• PROBLEM
From the first line to the last, retype everything below exactly, minus the pictures.

• INPUT
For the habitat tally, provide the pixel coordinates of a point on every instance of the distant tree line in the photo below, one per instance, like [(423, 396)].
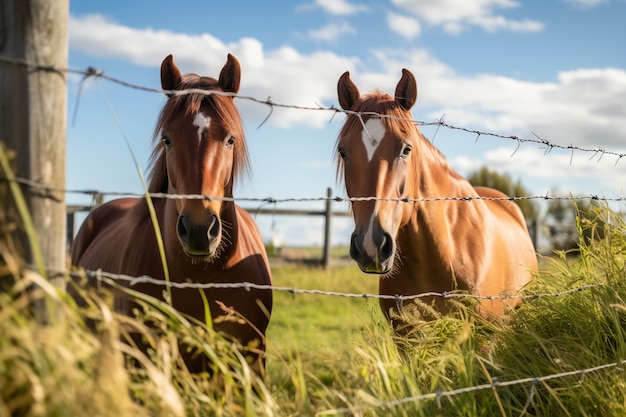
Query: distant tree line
[(561, 218)]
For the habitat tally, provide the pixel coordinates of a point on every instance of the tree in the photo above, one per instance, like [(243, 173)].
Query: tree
[(502, 182)]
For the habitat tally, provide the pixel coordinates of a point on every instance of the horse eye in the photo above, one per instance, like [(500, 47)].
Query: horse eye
[(166, 141)]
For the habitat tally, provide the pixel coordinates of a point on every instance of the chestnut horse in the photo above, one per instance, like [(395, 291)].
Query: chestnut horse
[(199, 148), (481, 246)]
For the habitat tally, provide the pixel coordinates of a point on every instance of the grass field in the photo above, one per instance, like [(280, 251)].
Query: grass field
[(331, 355)]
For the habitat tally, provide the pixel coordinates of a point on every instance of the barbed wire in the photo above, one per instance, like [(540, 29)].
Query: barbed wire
[(104, 276), (97, 73), (47, 190), (438, 395)]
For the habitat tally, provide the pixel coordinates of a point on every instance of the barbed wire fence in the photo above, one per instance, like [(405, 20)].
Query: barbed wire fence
[(107, 277)]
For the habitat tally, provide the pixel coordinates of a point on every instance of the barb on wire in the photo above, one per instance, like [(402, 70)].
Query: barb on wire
[(439, 123), (338, 199), (269, 103), (91, 72), (439, 394), (101, 275)]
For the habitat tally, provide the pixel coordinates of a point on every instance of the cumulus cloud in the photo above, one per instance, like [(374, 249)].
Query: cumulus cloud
[(335, 7), (454, 16), (586, 4), (331, 31), (404, 26), (277, 73), (584, 107), (540, 170)]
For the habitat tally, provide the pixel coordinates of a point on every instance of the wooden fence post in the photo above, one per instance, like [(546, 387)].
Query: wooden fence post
[(327, 228), (33, 108)]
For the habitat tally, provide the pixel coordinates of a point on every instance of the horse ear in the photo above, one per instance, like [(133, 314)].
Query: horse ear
[(347, 91), (170, 74), (230, 76), (406, 90)]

• SOLUTION
For the habitat tally, provide the pixel coordinates of a point on every instance of the distant tree line in the photo below, one per instance, like [(423, 396)].
Query: distant tree line
[(561, 218)]
For the habitat tally, provide the pixel coordinates of a point on every instance of the tree in the photo above, one per instance, like [(243, 173)].
Query: tree
[(502, 182)]
For the habitat tally, provide the pixel coordinates of a point on every instance of the horse eye in the photo above, one per instance, like [(500, 47)].
Query: horse eye
[(166, 141)]
For the habitat tally, provide the pixel coordinates of a point on every instance of the chestnut horse in the photo above, one per instance, like [(395, 291)].
Query: chestnut horse
[(199, 148), (481, 246)]
For the habitat tally, provide the pixel coordinates of a point on every instance of the grass field in the photo above, one per instance, like [(280, 251)].
Query: grass field
[(331, 355)]
For the habitat tally, provide the pixel coordinates of a point on every instance of the barbed wire in the photo above, one per instance, like [(540, 29)].
Query: barbed wire
[(104, 276), (97, 73), (47, 190), (438, 395)]
For the habitat tally, provide the pixel coordinates of a point on every instance of the barbed wire fence in the photo above, one per instance, like [(405, 20)].
Query: barbed wire fence
[(107, 277)]
For the habitat tally, provide the pixel coordinates of a point on every instance of the barb on wire in the photo above, one per instance, like [(402, 70)].
Query: barb on wire
[(439, 123), (338, 199), (269, 103), (91, 72), (439, 394), (101, 275)]
For the habitat tally, provide the pixel coordinates of a point on every instance of the cumulus cloud in the photo above, one per instance, like [(374, 249)].
Query: cumulus cloud
[(335, 7), (454, 16), (586, 4), (331, 31), (404, 26), (277, 73), (584, 107), (540, 170)]
For the habitat tally, provide the pixel coordinates of a point on every instance of the wooden fence post in the photo above, one per instance, like [(546, 387)].
Query: wooden fence post
[(327, 228), (33, 108)]
For the habitat tally, provide the pixel coordinates of a point on every instance of the horse ear in the photo above, one per instance, like [(133, 314)].
Query: horse ear
[(347, 91), (170, 74), (230, 76), (406, 90)]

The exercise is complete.